PROBLEM TO WORK ON:
What lines in the material hold the string "shadow"? Return every one of them.

PROVIDED DATA:
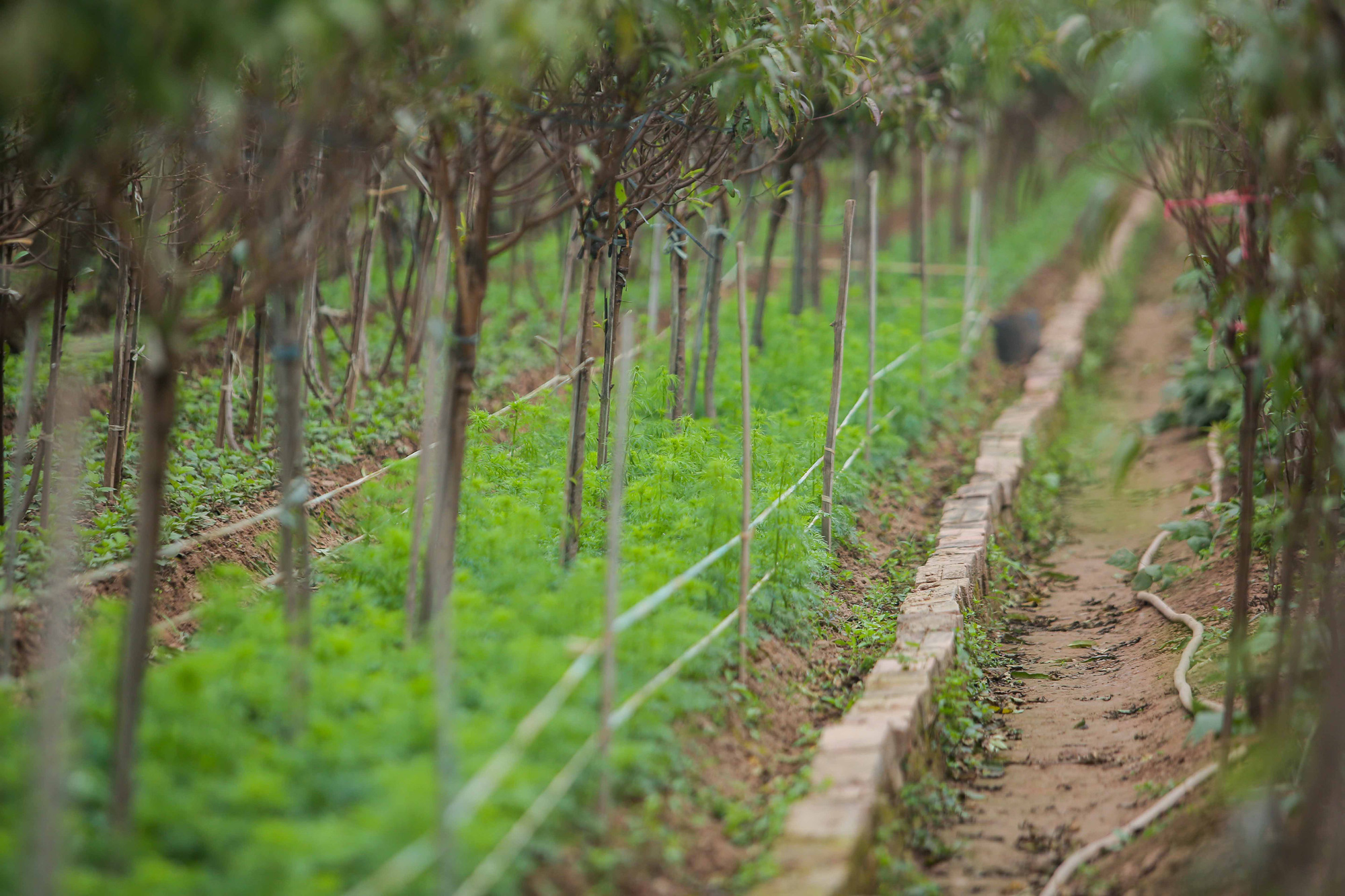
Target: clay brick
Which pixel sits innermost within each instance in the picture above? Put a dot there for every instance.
(831, 819)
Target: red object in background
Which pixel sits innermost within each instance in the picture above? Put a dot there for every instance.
(1226, 198)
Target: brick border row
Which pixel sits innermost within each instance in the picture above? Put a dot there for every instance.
(860, 759)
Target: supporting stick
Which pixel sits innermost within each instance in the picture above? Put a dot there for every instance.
(874, 304)
(797, 200)
(746, 553)
(969, 279)
(24, 423)
(614, 560)
(656, 275)
(925, 263)
(829, 455)
(567, 276)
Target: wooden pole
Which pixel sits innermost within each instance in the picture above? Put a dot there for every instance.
(829, 455)
(614, 564)
(578, 443)
(925, 264)
(746, 553)
(874, 304)
(800, 243)
(712, 325)
(677, 365)
(656, 275)
(48, 840)
(567, 276)
(158, 384)
(432, 397)
(24, 423)
(969, 280)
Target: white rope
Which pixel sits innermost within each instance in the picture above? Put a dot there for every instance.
(416, 858)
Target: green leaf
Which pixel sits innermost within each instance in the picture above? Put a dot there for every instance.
(1208, 721)
(1124, 559)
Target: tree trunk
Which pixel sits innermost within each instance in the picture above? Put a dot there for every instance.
(957, 220)
(287, 364)
(432, 395)
(361, 282)
(159, 380)
(52, 723)
(44, 456)
(778, 209)
(412, 278)
(259, 384)
(699, 337)
(24, 423)
(1246, 516)
(578, 447)
(124, 372)
(442, 555)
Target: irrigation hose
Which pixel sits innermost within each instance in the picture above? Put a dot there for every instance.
(1124, 834)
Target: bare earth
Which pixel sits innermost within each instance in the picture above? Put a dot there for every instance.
(1108, 719)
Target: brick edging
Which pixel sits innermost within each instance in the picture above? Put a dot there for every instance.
(824, 849)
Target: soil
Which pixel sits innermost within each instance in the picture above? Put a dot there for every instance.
(1098, 727)
(802, 686)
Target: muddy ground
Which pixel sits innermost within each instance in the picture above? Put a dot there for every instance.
(1094, 725)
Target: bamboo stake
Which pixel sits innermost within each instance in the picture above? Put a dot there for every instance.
(225, 416)
(874, 304)
(614, 563)
(699, 341)
(957, 227)
(773, 231)
(797, 200)
(24, 423)
(677, 368)
(925, 264)
(42, 469)
(159, 381)
(656, 276)
(714, 290)
(432, 400)
(579, 417)
(746, 551)
(287, 364)
(621, 268)
(837, 358)
(50, 735)
(817, 205)
(969, 280)
(567, 276)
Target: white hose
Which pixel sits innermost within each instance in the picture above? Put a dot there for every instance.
(1120, 837)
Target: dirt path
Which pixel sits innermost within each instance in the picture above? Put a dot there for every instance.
(1100, 715)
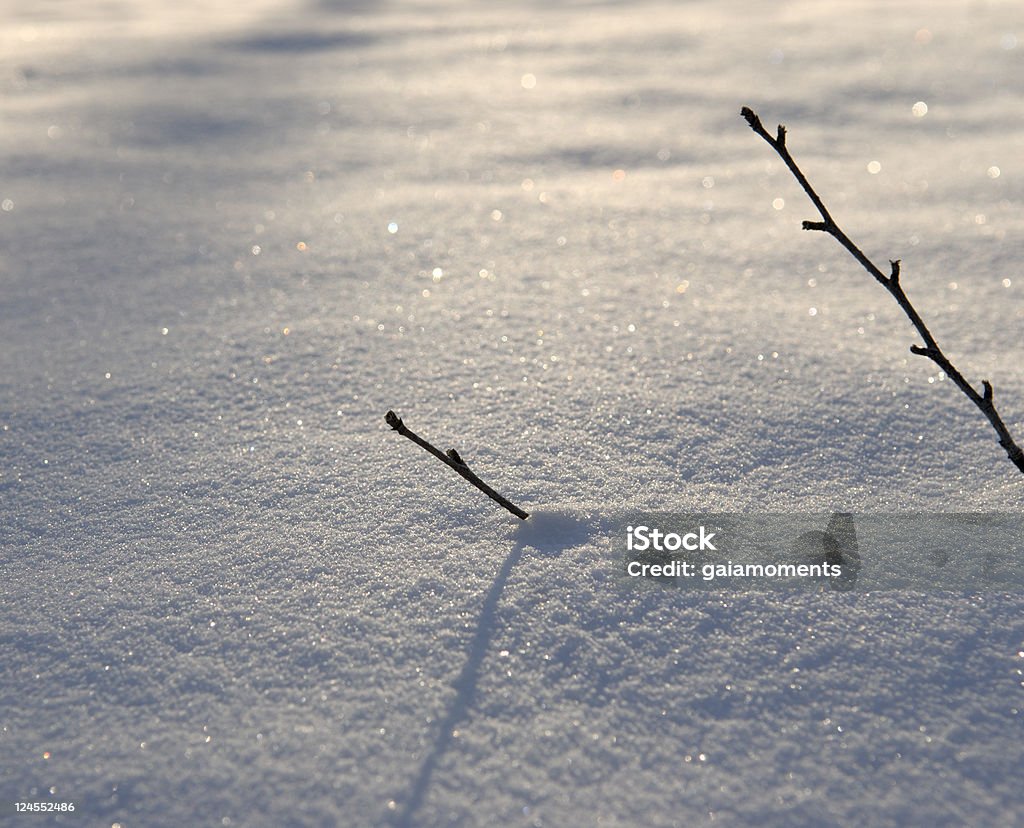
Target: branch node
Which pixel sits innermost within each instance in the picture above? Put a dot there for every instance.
(751, 117)
(455, 462)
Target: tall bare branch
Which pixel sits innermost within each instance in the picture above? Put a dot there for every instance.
(891, 282)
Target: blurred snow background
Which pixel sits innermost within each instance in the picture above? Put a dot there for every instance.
(232, 235)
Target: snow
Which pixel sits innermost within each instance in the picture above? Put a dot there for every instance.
(232, 237)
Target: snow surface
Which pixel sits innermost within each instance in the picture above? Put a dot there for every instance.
(232, 237)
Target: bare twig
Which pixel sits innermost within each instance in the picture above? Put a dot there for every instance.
(452, 459)
(891, 282)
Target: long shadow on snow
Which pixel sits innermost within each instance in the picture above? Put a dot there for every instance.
(547, 532)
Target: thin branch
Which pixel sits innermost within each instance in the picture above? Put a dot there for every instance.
(891, 282)
(453, 460)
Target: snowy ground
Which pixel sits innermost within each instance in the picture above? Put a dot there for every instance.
(230, 240)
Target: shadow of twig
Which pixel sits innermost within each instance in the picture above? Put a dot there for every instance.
(465, 687)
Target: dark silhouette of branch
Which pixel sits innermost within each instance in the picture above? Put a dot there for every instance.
(452, 459)
(891, 282)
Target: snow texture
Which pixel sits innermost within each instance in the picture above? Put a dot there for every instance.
(233, 235)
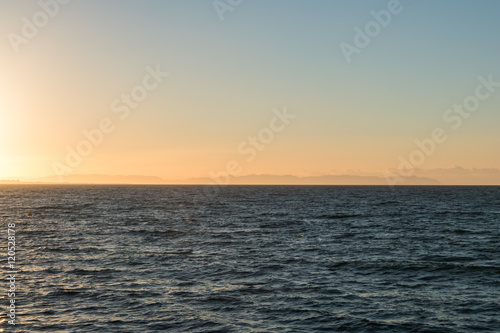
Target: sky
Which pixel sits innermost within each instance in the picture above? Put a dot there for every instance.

TASK ANSWER:
Target: long shadow on snow
Target: shadow of twig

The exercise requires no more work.